▶ _The request_:
Return every line of the records below verbatim, leaving out the pictures.

▶ _Exercise materials_:
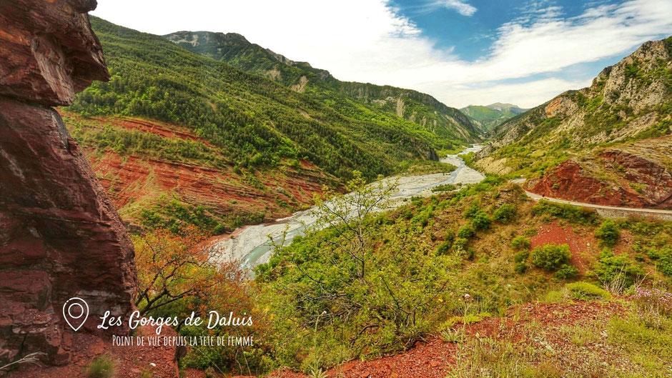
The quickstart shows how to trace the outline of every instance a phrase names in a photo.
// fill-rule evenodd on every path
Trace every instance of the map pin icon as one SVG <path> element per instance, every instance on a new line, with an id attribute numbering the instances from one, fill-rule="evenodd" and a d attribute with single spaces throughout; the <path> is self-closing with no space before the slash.
<path id="1" fill-rule="evenodd" d="M 89 304 L 77 297 L 70 298 L 63 304 L 63 319 L 74 332 L 81 328 L 89 318 Z"/>

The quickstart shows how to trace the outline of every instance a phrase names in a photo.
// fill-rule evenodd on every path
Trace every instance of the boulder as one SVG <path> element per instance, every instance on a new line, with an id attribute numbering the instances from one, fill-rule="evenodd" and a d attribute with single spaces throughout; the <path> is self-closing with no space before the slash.
<path id="1" fill-rule="evenodd" d="M 85 300 L 82 329 L 127 317 L 133 246 L 76 142 L 50 106 L 109 78 L 87 11 L 94 0 L 0 1 L 0 365 L 33 352 L 69 359 L 62 319 Z M 110 328 L 127 334 L 127 326 Z"/>

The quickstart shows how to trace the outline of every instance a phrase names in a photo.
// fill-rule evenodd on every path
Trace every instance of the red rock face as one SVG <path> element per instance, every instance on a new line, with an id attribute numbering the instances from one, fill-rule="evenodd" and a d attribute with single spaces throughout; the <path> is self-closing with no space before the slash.
<path id="1" fill-rule="evenodd" d="M 645 157 L 614 149 L 590 161 L 608 181 L 566 160 L 528 190 L 549 197 L 626 207 L 672 209 L 672 174 Z M 585 163 L 584 163 L 585 164 Z"/>
<path id="2" fill-rule="evenodd" d="M 47 107 L 109 77 L 84 13 L 95 5 L 0 1 L 0 363 L 33 352 L 66 363 L 71 331 L 61 308 L 70 297 L 88 303 L 89 332 L 105 311 L 132 309 L 132 244 L 60 116 Z"/>

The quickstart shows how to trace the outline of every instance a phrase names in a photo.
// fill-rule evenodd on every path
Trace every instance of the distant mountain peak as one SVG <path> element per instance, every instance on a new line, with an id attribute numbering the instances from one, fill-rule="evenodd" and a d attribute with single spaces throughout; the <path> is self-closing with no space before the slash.
<path id="1" fill-rule="evenodd" d="M 234 33 L 178 31 L 163 36 L 187 50 L 270 79 L 295 91 L 320 99 L 345 96 L 415 123 L 441 140 L 478 141 L 480 130 L 458 109 L 412 89 L 341 81 L 328 71 L 247 41 Z"/>

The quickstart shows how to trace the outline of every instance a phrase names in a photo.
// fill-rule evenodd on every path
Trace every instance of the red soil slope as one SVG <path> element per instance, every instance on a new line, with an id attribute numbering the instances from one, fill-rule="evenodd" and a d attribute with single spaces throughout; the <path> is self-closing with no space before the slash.
<path id="1" fill-rule="evenodd" d="M 563 161 L 527 189 L 550 197 L 627 207 L 672 209 L 672 136 Z"/>
<path id="2" fill-rule="evenodd" d="M 61 110 L 61 113 L 74 119 L 83 119 L 66 111 Z M 165 122 L 94 117 L 81 124 L 84 128 L 124 128 L 212 146 L 186 128 Z M 83 149 L 114 204 L 124 220 L 132 223 L 137 221 L 141 209 L 150 207 L 166 195 L 204 205 L 219 216 L 262 213 L 264 221 L 269 222 L 310 204 L 314 195 L 322 193 L 325 185 L 333 186 L 336 182 L 333 176 L 306 161 L 271 171 L 237 174 L 233 164 L 222 168 L 205 161 L 120 154 L 109 147 L 100 149 L 86 144 Z M 252 175 L 252 180 L 249 175 Z"/>

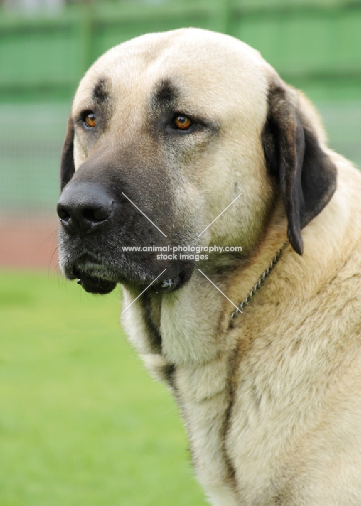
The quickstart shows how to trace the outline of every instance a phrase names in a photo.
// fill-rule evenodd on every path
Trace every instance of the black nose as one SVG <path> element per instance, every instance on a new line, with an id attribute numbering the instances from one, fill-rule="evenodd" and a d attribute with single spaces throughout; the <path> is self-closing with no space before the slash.
<path id="1" fill-rule="evenodd" d="M 64 189 L 57 210 L 69 233 L 83 237 L 99 230 L 109 222 L 114 204 L 114 200 L 100 185 L 74 181 Z"/>

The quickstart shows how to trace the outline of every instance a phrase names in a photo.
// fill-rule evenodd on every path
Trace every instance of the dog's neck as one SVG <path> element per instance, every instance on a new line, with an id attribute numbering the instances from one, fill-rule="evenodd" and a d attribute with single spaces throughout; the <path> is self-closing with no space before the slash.
<path id="1" fill-rule="evenodd" d="M 281 207 L 273 214 L 269 236 L 263 238 L 253 252 L 238 262 L 237 267 L 204 272 L 236 305 L 250 290 L 270 264 L 286 240 L 286 223 Z M 272 275 L 270 276 L 272 277 Z M 266 287 L 261 288 L 255 298 Z M 139 291 L 124 288 L 123 307 L 126 308 Z M 175 365 L 209 362 L 232 347 L 228 336 L 230 318 L 235 306 L 195 269 L 191 279 L 179 290 L 168 293 L 147 290 L 122 315 L 129 340 L 142 355 L 157 355 Z M 245 310 L 247 311 L 247 309 Z M 243 315 L 235 319 L 240 324 Z M 232 333 L 232 332 L 231 332 Z"/>

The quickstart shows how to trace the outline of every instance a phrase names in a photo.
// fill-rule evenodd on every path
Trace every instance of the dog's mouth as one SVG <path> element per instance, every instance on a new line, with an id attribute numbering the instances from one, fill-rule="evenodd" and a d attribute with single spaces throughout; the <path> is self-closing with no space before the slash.
<path id="1" fill-rule="evenodd" d="M 72 266 L 65 268 L 65 274 L 70 279 L 76 279 L 85 291 L 105 295 L 112 291 L 118 283 L 138 286 L 140 289 L 149 288 L 156 293 L 164 293 L 180 288 L 189 279 L 193 270 L 192 265 L 183 268 L 164 269 L 161 276 L 152 279 L 150 275 L 143 279 L 125 278 L 122 273 L 95 261 L 87 256 L 82 256 Z"/>
<path id="2" fill-rule="evenodd" d="M 101 279 L 92 276 L 82 276 L 81 277 L 78 277 L 77 283 L 88 293 L 99 293 L 101 295 L 110 293 L 111 291 L 113 291 L 117 285 L 114 281 Z"/>

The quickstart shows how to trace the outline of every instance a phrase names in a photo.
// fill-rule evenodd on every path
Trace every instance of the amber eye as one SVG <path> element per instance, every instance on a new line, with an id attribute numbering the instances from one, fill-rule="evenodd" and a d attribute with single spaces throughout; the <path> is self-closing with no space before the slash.
<path id="1" fill-rule="evenodd" d="M 193 124 L 193 122 L 187 116 L 176 116 L 173 120 L 174 126 L 179 130 L 188 130 Z"/>
<path id="2" fill-rule="evenodd" d="M 84 122 L 89 128 L 94 128 L 97 124 L 97 116 L 94 112 L 88 112 L 84 118 Z"/>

▶ _Written response_:
The quickstart shows how to trace the outline of every instance a phrase names in a photo.
// fill-rule evenodd on every path
Trace every instance of the map pin icon as one SVG <path> element per instance, every instance on a new line, with an id attribute numbering the instances from one, fill-rule="evenodd" and a d attribute with single spaces throughout; the <path> is self-closing with no space before the slash.
<path id="1" fill-rule="evenodd" d="M 89 304 L 77 297 L 70 298 L 63 304 L 63 319 L 74 332 L 81 328 L 89 318 Z"/>

The quickstart shows how to trace the outline of every instance a phrase names in a photo.
// fill-rule evenodd on every path
Trace every instance of the boulder as one SVG <path> element per instance, every instance on a new line, with an id attribute numbering the instances from one, fill-rule="evenodd" and a d attribute with single spaces throughout; the <path> is self-closing with no space before the slash.
<path id="1" fill-rule="evenodd" d="M 85 300 L 82 329 L 127 317 L 133 246 L 76 142 L 50 106 L 109 78 L 87 11 L 94 0 L 0 1 L 0 365 L 33 352 L 69 359 L 62 319 Z M 110 328 L 127 334 L 127 326 Z"/>

The quickstart shows how to trace the outline of every instance a phrase names in a photo.
// fill-rule evenodd on every path
Trace every instance of the red rock face as one SVG <path> element per instance, every instance on a new line, with an id attribute numbering the instances from one, fill-rule="evenodd" and a d attribute with single spaces throughout; the <path> is self-closing with no space before the slash.
<path id="1" fill-rule="evenodd" d="M 645 157 L 614 149 L 590 161 L 608 181 L 566 160 L 528 190 L 549 197 L 626 207 L 672 209 L 672 174 Z M 585 163 L 584 163 L 585 164 Z"/>
<path id="2" fill-rule="evenodd" d="M 47 107 L 109 77 L 84 13 L 95 5 L 0 1 L 0 363 L 33 352 L 66 363 L 71 331 L 61 308 L 70 297 L 88 303 L 89 332 L 105 311 L 132 309 L 132 244 L 60 116 Z"/>

The quickstart shows how to trace the outline of every instance a phrase names in a photo.
// fill-rule evenodd on every path
Trace every instance of the distant mountain peak as one SVG <path> element per instance, every instance on a new line, with an id attribute numbering the instances from one, fill-rule="evenodd" and a d attribute with single spaces throughout; the <path> is self-closing with no space before the slash.
<path id="1" fill-rule="evenodd" d="M 234 33 L 178 31 L 163 36 L 187 50 L 270 79 L 295 91 L 320 99 L 345 96 L 415 123 L 441 140 L 478 141 L 480 130 L 458 109 L 412 89 L 341 81 L 328 71 L 247 41 Z"/>

The quickstart shows how to trace the outline of every instance a phrase names in a photo.
// fill-rule evenodd on every path
Trace every instance of the red soil slope as one SVG <path> element per instance, every instance on a new line, with an id attribute numbering the instances from one, fill-rule="evenodd" and a d attribute with single spaces throughout; the <path> is self-closing with no space before the slash.
<path id="1" fill-rule="evenodd" d="M 563 161 L 527 189 L 550 197 L 627 207 L 672 209 L 672 136 Z"/>
<path id="2" fill-rule="evenodd" d="M 61 110 L 61 113 L 74 119 L 83 119 L 66 111 Z M 165 122 L 94 117 L 81 124 L 84 128 L 124 128 L 212 146 L 186 128 Z M 83 149 L 114 204 L 124 220 L 132 223 L 137 221 L 141 209 L 150 207 L 166 195 L 204 205 L 219 216 L 262 213 L 264 221 L 269 222 L 310 204 L 314 195 L 322 193 L 325 185 L 333 186 L 336 182 L 333 176 L 306 161 L 271 171 L 237 174 L 233 164 L 222 168 L 205 161 L 120 154 L 109 147 L 100 149 L 86 144 Z M 252 175 L 252 180 L 249 175 Z"/>

The quickstart shows how to trace the outline of every instance a phrase names in a photo.
// fill-rule evenodd on every path
Trace every instance of the black nose as one SVG <path> element per instance, every instance on a new line, with an id attribute numbering the instances from one, fill-rule="evenodd" and a d attribute with single spaces throughout; the <path> is self-closing with no space before the slash.
<path id="1" fill-rule="evenodd" d="M 64 189 L 57 210 L 69 233 L 83 237 L 99 230 L 109 222 L 114 204 L 114 200 L 100 185 L 74 181 Z"/>

The quickstart shows how to trace the outline of every instance a phrase names in a photo.
// fill-rule evenodd on every path
Trace every instance of the dog's neck as one SVG <path> element per instance, every instance on a new line, with an id attribute numbering the instances from one, fill-rule="evenodd" and a d attribute with single spaces throughout; the <path> is self-closing with no space before the slash.
<path id="1" fill-rule="evenodd" d="M 281 207 L 273 214 L 269 236 L 263 238 L 253 252 L 238 262 L 237 267 L 204 272 L 236 305 L 250 290 L 270 264 L 286 240 L 286 223 Z M 272 275 L 270 276 L 272 277 Z M 266 287 L 261 288 L 255 298 Z M 139 291 L 124 288 L 123 307 L 126 308 Z M 175 365 L 209 362 L 232 347 L 228 336 L 230 318 L 235 306 L 195 269 L 191 279 L 179 290 L 168 293 L 147 290 L 122 315 L 129 340 L 142 355 L 157 355 Z M 245 310 L 247 311 L 247 309 Z M 243 315 L 235 319 L 240 324 Z M 232 333 L 232 332 L 231 332 Z"/>

The quickstart shows how to trace the outline of every instance a phrase names in a photo.
// fill-rule evenodd on every path
Trace every instance of the dog's mouth as one SVG <path> element per instance, every instance on a new line, with an id attribute numbering the instances from one, fill-rule="evenodd" and a d attribute with single spaces throughout; the <path> is self-closing with no space before the slash.
<path id="1" fill-rule="evenodd" d="M 72 266 L 65 268 L 65 274 L 70 279 L 76 279 L 85 291 L 105 295 L 112 291 L 118 283 L 138 286 L 140 289 L 149 288 L 156 293 L 164 293 L 180 288 L 189 279 L 193 270 L 192 265 L 183 268 L 164 269 L 161 276 L 152 279 L 150 275 L 143 279 L 125 278 L 122 273 L 95 261 L 87 256 L 82 256 Z"/>
<path id="2" fill-rule="evenodd" d="M 101 279 L 92 276 L 82 276 L 81 277 L 78 277 L 77 283 L 88 293 L 99 293 L 101 295 L 110 293 L 111 291 L 113 291 L 117 285 L 114 281 Z"/>

The quickstart shows how to trace the outline of every instance a phrase names in a photo.
// fill-rule evenodd on every path
Trace every instance of the amber eye as one SVG <path> element per instance, every instance on a new line, with an id attribute numbering the instances from one, fill-rule="evenodd" and a d attribute with single spaces throughout; the <path> is self-closing with no space before the slash.
<path id="1" fill-rule="evenodd" d="M 193 124 L 193 122 L 187 116 L 176 116 L 173 120 L 174 126 L 179 130 L 188 130 Z"/>
<path id="2" fill-rule="evenodd" d="M 84 122 L 89 128 L 94 128 L 97 124 L 97 116 L 94 112 L 88 112 L 84 118 Z"/>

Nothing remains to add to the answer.